Brief
Nothing but the lines from the line with "Shelf-set audit: indicate the teapot spout" to the end of the records below should appear in the answer, each exactly as given.

Data supplied

========================================================================

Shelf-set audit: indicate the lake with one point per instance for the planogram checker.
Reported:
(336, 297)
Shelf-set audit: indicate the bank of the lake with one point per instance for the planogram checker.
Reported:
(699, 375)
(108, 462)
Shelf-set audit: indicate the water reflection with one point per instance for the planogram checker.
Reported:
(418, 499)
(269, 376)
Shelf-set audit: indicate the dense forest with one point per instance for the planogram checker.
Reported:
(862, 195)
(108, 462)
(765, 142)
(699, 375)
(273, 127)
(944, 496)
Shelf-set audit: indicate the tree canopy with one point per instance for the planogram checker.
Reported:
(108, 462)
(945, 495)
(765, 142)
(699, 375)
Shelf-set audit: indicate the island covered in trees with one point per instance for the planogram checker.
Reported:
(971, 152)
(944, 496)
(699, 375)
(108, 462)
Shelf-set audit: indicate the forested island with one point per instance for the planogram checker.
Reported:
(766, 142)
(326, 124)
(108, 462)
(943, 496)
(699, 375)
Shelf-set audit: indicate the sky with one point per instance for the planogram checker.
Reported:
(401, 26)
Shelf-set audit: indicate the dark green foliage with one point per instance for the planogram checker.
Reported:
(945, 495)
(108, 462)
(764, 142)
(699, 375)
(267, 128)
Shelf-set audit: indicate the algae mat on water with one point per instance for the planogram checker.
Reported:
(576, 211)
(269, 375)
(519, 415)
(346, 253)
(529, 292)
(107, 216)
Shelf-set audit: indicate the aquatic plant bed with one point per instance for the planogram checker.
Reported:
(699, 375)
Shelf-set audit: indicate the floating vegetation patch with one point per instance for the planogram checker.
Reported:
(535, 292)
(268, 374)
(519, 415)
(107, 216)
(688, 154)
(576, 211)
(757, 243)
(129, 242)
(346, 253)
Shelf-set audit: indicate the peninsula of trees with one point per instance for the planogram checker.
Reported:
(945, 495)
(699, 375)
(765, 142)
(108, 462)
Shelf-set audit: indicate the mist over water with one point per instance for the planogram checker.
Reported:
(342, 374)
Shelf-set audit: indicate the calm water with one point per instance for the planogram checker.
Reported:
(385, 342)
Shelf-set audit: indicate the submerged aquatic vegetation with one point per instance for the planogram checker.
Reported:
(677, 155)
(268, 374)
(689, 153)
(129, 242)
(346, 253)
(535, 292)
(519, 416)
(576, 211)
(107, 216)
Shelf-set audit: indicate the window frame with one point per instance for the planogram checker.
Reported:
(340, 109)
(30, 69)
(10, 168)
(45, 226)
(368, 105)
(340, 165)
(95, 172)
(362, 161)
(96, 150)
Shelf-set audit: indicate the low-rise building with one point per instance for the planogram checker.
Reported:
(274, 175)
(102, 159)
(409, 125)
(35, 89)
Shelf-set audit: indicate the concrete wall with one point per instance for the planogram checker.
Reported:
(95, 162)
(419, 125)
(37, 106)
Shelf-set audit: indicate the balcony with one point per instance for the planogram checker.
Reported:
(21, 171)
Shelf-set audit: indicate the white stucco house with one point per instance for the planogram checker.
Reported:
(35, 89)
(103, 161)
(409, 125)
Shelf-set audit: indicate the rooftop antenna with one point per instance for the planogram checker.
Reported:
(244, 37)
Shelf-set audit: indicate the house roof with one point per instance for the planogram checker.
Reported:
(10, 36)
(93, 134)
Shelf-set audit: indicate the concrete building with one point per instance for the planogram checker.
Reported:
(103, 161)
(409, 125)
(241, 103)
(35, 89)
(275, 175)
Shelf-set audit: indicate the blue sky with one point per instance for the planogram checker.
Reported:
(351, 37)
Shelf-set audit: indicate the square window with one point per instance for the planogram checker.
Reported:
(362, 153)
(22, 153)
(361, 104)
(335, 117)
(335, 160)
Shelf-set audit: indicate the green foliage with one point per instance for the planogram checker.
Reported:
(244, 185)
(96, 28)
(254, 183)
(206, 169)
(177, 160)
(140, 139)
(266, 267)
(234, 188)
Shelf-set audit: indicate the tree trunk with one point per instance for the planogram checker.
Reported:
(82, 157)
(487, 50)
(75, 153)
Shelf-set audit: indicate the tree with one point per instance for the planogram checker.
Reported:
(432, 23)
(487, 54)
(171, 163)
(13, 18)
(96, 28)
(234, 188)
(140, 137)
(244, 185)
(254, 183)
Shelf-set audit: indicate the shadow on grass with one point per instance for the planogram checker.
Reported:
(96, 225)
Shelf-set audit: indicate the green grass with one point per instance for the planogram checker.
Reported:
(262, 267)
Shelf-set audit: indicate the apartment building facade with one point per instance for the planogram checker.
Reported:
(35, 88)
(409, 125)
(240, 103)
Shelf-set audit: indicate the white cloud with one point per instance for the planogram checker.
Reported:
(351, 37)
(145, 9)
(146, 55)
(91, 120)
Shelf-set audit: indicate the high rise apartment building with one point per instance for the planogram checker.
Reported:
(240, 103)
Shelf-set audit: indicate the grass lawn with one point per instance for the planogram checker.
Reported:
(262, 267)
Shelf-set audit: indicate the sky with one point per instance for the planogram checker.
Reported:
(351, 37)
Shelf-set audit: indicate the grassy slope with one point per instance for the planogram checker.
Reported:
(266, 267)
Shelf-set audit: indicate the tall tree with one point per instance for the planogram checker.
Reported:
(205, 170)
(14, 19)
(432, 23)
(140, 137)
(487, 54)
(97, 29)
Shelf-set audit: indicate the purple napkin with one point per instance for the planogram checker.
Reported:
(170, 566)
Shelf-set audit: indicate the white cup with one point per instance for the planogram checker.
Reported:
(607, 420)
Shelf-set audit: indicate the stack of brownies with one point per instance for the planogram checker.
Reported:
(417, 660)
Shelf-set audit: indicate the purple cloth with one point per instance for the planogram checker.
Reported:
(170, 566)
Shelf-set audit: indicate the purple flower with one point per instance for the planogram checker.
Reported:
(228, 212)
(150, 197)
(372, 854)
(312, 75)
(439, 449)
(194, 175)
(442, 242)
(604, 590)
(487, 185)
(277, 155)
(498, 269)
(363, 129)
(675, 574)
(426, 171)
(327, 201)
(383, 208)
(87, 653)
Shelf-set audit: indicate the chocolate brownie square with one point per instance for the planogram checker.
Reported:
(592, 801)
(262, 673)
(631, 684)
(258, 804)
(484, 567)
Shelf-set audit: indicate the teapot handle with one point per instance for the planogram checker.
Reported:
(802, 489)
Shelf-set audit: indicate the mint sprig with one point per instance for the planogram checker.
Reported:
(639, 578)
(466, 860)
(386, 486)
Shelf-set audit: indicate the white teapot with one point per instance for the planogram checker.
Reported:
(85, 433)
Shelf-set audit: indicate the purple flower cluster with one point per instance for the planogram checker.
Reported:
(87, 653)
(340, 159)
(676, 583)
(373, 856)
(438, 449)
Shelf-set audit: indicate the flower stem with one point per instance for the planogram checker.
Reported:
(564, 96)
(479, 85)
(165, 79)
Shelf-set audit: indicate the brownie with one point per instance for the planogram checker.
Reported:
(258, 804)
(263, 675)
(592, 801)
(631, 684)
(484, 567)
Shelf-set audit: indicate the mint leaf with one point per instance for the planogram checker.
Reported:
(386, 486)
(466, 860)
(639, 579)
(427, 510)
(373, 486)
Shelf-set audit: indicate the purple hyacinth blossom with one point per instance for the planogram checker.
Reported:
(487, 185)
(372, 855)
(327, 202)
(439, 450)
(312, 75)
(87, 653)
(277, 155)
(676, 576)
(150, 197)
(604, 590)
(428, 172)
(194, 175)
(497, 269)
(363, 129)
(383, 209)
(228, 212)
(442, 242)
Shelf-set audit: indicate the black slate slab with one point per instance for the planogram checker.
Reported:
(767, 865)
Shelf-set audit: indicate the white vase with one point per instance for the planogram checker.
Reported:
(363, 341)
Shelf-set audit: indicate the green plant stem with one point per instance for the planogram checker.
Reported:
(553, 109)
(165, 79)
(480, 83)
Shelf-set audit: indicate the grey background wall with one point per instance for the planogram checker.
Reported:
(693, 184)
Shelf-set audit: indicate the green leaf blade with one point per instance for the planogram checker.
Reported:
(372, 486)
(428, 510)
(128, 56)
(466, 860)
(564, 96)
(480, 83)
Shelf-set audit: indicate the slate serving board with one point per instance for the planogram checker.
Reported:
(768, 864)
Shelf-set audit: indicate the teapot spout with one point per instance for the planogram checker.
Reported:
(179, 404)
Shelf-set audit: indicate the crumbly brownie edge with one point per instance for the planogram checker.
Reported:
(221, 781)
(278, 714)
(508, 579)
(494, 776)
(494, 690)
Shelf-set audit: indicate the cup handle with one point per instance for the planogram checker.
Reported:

========================================================================

Output for this task
Shelf-set audit: indicate the teapot spout with one point per instance for the planogram checker.
Reported:
(179, 404)
Shelf-set audit: indicate the crumbly brownie edge with one point per instance for the planogram checker.
Reported:
(221, 781)
(278, 714)
(508, 579)
(494, 776)
(494, 690)
Shelf-set audit: indicate the cup handle with one point per instance for the planogram checker.
Reported:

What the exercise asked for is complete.